--- Begin ---

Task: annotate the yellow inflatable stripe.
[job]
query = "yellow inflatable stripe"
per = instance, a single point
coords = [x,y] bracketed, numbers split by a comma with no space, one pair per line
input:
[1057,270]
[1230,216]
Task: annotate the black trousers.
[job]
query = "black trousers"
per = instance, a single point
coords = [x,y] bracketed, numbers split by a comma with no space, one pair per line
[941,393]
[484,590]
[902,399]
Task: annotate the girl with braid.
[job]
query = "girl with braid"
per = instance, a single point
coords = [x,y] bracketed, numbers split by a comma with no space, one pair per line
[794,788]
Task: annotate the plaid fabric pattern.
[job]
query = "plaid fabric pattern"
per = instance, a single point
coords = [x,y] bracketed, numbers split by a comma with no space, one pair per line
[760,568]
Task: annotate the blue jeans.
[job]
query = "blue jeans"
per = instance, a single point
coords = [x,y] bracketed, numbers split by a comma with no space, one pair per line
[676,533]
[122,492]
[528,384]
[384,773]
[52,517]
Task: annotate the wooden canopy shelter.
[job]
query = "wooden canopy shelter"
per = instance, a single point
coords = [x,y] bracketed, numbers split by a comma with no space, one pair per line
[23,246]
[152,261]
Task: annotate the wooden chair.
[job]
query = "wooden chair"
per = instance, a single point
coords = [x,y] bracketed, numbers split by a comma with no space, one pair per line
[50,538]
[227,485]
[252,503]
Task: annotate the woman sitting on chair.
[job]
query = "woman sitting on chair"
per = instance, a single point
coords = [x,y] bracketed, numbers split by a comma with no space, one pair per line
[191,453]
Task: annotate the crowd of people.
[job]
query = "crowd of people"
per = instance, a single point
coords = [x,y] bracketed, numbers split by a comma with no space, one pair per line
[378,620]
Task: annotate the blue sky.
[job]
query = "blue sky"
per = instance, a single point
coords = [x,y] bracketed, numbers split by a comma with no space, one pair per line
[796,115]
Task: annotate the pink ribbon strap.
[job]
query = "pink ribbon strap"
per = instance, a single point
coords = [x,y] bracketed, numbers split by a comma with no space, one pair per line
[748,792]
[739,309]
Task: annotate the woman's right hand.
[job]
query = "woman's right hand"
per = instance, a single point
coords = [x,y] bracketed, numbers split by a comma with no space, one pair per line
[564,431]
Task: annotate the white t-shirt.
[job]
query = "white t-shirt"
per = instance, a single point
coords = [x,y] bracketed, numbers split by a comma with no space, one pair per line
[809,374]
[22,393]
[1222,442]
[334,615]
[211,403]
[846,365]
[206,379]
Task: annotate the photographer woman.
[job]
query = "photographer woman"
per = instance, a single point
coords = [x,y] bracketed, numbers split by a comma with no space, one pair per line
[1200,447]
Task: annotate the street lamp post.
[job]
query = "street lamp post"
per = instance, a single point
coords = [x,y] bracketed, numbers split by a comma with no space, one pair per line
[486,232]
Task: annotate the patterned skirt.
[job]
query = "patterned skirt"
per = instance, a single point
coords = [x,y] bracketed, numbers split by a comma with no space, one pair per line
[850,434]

--- End ---

> What you are asked to do: Reproduce the data above verbatim, from its first line through its last.

> Result of the exercise:
Task: annotate the yellow inflatable stripe.
[job]
query = "yellow inflatable stripe"
per = instance, a single point
coords = [x,y] bracketed, numbers split by a comma with no space, one pair per line
input:
[1057,270]
[1230,216]
Task: annotate the black trousers.
[job]
query = "black trousers"
per = instance, a single point
coords = [x,y] bracketed, numbers split by a comma with no space, one pair per line
[941,393]
[484,590]
[902,399]
Task: annotate the girl with braid.
[job]
query = "girl with braid"
per = instance, a single point
coords = [x,y] bracketed, numbers split by a comma with no space, one pair per line
[794,788]
Task: annotate the plaid fabric pattern.
[job]
query = "plaid fabric pattern"
per = instance, a single point
coords = [x,y] bracketed, numbers split by a comma with no space, one pair per line
[760,568]
Task: annotate the blue jeans.
[job]
query = "blue jeans"
per = instance, a single point
coords = [x,y] bracketed, numbers split by a comma with no space, one pair per line
[676,533]
[122,492]
[528,384]
[384,773]
[52,517]
Task: annotate the wooden canopy shelter.
[job]
query = "wooden canopy shelter"
per = instance, a single point
coords = [x,y] bracketed, numbers split by a comma with no space, one pair per line
[23,246]
[152,261]
Task: annotate the wooden chair.
[job]
query = "wooden chair"
per = instance, a single point
coords = [x,y] bracketed, numbers split by a comma with no space, one pair per line
[50,538]
[227,485]
[252,503]
Task: annotate the woman sitting on chair.
[job]
query = "woman sitting on chair"
per = instance, a single point
coords = [x,y] bracketed, numbers split by a comma with no space, one pair per line
[191,453]
Task: annotate the crowd of people.
[job]
query = "crowd of people"
per = instance, a single point
coords = [x,y] bracketed, numbers split by a comma with no space, one pair per line
[378,620]
Task: annotate the blue sky.
[job]
query = "blue sky"
per = instance, a single point
coords = [x,y] bracketed, numbers split by a comma with no space, one pair per line
[796,115]
Task: annotate the pink ribbon strap.
[job]
query = "pink ribbon strap"
per = instance, a single point
coords = [x,y] bracketed, numbers split by a comma with no space, one pair per line
[748,792]
[739,309]
Task: annotate the woman's right hand.
[job]
query = "woman's right hand"
per = instance, a single point
coords = [x,y] bracketed, numbers split by a comma with no space, one pair per line
[564,431]
Task: annotate the white t-shirt.
[job]
query = "white t-shirt"
per = instance, a single point
coords = [x,y] bracketed, numbers split by a comma with no space, one pair per line
[809,374]
[22,393]
[1222,442]
[334,615]
[211,403]
[846,365]
[206,379]
Task: annotate the photographer woman.
[job]
query = "photographer woman"
per = instance, a single point
coords = [x,y] bracketed, numbers split by a comma with no space, one pair per line
[1200,447]
Task: annotate the street lamp post.
[job]
query = "street lamp post"
per = instance, a single point
coords = [x,y] bracketed, numbers split by a comma with no space, one pair per line
[486,232]
Task: annotate the patterned skirt.
[job]
query = "patterned skirt"
per = instance, a single point
coords = [x,y] bracketed, numbers split by a comma with no space, one pair per line
[850,434]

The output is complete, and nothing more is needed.